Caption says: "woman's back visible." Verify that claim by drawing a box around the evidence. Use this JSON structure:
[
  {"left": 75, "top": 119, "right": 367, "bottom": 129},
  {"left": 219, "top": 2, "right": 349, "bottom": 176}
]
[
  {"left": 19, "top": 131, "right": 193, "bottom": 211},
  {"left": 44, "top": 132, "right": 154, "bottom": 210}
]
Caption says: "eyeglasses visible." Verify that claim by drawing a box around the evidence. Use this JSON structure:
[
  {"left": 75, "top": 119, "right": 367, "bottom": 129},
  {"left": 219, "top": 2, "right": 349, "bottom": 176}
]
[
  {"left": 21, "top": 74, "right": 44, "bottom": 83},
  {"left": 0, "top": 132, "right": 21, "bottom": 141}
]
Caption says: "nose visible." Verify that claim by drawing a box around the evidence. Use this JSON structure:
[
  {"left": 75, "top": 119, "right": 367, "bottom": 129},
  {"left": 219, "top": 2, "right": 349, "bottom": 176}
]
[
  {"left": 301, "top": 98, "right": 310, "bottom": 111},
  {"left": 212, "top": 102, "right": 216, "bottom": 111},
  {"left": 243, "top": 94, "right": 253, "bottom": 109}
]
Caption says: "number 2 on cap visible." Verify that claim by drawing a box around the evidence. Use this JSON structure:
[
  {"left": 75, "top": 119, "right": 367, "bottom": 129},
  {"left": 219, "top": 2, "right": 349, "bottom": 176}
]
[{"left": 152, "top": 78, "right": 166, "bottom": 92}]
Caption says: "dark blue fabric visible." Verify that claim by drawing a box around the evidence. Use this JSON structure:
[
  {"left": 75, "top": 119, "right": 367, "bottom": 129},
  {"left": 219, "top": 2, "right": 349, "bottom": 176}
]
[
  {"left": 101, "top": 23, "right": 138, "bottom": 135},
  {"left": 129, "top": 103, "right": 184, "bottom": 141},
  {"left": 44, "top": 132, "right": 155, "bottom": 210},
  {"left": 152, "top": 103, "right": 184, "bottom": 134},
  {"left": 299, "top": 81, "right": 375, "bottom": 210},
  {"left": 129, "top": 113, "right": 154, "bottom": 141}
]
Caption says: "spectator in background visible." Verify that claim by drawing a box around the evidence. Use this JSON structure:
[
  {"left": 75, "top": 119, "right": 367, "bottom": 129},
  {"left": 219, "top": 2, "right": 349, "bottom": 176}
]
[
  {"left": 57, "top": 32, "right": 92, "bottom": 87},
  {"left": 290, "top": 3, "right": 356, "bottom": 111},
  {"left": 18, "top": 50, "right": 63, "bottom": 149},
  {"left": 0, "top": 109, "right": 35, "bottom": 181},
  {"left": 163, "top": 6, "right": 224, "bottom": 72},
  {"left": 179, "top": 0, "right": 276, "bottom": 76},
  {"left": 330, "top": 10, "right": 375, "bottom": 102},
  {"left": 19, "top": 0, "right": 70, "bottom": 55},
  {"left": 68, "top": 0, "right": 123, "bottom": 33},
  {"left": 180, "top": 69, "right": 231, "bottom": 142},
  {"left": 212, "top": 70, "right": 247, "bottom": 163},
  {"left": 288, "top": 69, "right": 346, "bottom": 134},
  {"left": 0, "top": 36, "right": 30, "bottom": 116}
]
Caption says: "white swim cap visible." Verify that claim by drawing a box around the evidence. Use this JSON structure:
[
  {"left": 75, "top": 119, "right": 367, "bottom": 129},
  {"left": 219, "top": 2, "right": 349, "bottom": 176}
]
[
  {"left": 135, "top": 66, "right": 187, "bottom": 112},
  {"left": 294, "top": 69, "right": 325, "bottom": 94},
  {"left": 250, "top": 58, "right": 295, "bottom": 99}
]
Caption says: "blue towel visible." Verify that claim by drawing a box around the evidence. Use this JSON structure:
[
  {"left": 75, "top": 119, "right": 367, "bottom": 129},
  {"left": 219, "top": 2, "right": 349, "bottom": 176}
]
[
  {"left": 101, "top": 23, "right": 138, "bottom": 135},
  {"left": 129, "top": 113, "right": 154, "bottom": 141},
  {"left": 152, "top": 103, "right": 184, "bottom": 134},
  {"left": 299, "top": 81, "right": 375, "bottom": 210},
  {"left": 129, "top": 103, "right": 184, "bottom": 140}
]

========================

(What to work on)
Write out the data once more, word for word.

(Expected answer)
Caption says: "woman's back visible." Verify that claim by drawing a box around the evidence. Use this JSON structure:
[
  {"left": 75, "top": 119, "right": 367, "bottom": 129},
  {"left": 219, "top": 2, "right": 349, "bottom": 176}
]
[
  {"left": 19, "top": 131, "right": 193, "bottom": 211},
  {"left": 44, "top": 132, "right": 154, "bottom": 210}
]
Caption says: "eyeglasses visible." Verify that claim by drawing a box around the evidence. Use this JSON structure:
[
  {"left": 75, "top": 119, "right": 367, "bottom": 129},
  {"left": 219, "top": 2, "right": 349, "bottom": 176}
]
[
  {"left": 21, "top": 74, "right": 44, "bottom": 83},
  {"left": 0, "top": 132, "right": 21, "bottom": 141}
]
Caption says: "nose visible." Verify that claim by drawing a box around the evidence. Use this JSON structure:
[
  {"left": 75, "top": 119, "right": 367, "bottom": 129},
  {"left": 219, "top": 2, "right": 349, "bottom": 176}
]
[
  {"left": 301, "top": 98, "right": 310, "bottom": 111},
  {"left": 212, "top": 102, "right": 216, "bottom": 111},
  {"left": 243, "top": 94, "right": 253, "bottom": 109}
]
Caption says: "number 2 on cap visible." Verify that claim by drawing a box around the evidence. Use this JSON structure:
[
  {"left": 75, "top": 119, "right": 367, "bottom": 129},
  {"left": 219, "top": 2, "right": 349, "bottom": 176}
]
[{"left": 152, "top": 78, "right": 166, "bottom": 92}]
Caption says: "dark blue fabric visible." Verify that claim by drawing a box around the evidence. Use this JSON structure:
[
  {"left": 75, "top": 119, "right": 367, "bottom": 129},
  {"left": 219, "top": 2, "right": 349, "bottom": 176}
]
[
  {"left": 101, "top": 23, "right": 138, "bottom": 135},
  {"left": 129, "top": 103, "right": 184, "bottom": 141},
  {"left": 44, "top": 132, "right": 155, "bottom": 210},
  {"left": 152, "top": 103, "right": 184, "bottom": 134},
  {"left": 299, "top": 81, "right": 375, "bottom": 210},
  {"left": 129, "top": 113, "right": 154, "bottom": 141}
]
Caption says: "spectator in background visible." Verify that claim by drawing a box around the evidence. Use this JSON structure:
[
  {"left": 75, "top": 119, "right": 367, "bottom": 129},
  {"left": 219, "top": 2, "right": 349, "bottom": 176}
]
[
  {"left": 57, "top": 32, "right": 92, "bottom": 87},
  {"left": 290, "top": 3, "right": 356, "bottom": 111},
  {"left": 18, "top": 50, "right": 63, "bottom": 149},
  {"left": 0, "top": 109, "right": 35, "bottom": 181},
  {"left": 163, "top": 6, "right": 224, "bottom": 72},
  {"left": 179, "top": 0, "right": 276, "bottom": 76},
  {"left": 330, "top": 10, "right": 375, "bottom": 102},
  {"left": 19, "top": 0, "right": 70, "bottom": 55},
  {"left": 68, "top": 0, "right": 123, "bottom": 33},
  {"left": 180, "top": 69, "right": 231, "bottom": 142},
  {"left": 212, "top": 70, "right": 247, "bottom": 163},
  {"left": 288, "top": 69, "right": 346, "bottom": 134},
  {"left": 0, "top": 36, "right": 30, "bottom": 116}
]
Caption says: "white swim cap visible." Verify that claim by drawing a box around the evidence. Use this JSON structure:
[
  {"left": 75, "top": 119, "right": 367, "bottom": 129},
  {"left": 219, "top": 2, "right": 349, "bottom": 176}
]
[
  {"left": 135, "top": 66, "right": 187, "bottom": 112},
  {"left": 294, "top": 69, "right": 325, "bottom": 94},
  {"left": 250, "top": 58, "right": 295, "bottom": 99}
]
Caption says: "blue towel visible." Verify that claim by drawing a box around the evidence. Use this JSON structure:
[
  {"left": 75, "top": 119, "right": 367, "bottom": 129},
  {"left": 219, "top": 2, "right": 349, "bottom": 176}
]
[
  {"left": 101, "top": 23, "right": 138, "bottom": 135},
  {"left": 129, "top": 113, "right": 154, "bottom": 141},
  {"left": 152, "top": 103, "right": 184, "bottom": 134},
  {"left": 299, "top": 81, "right": 375, "bottom": 210},
  {"left": 129, "top": 103, "right": 184, "bottom": 140}
]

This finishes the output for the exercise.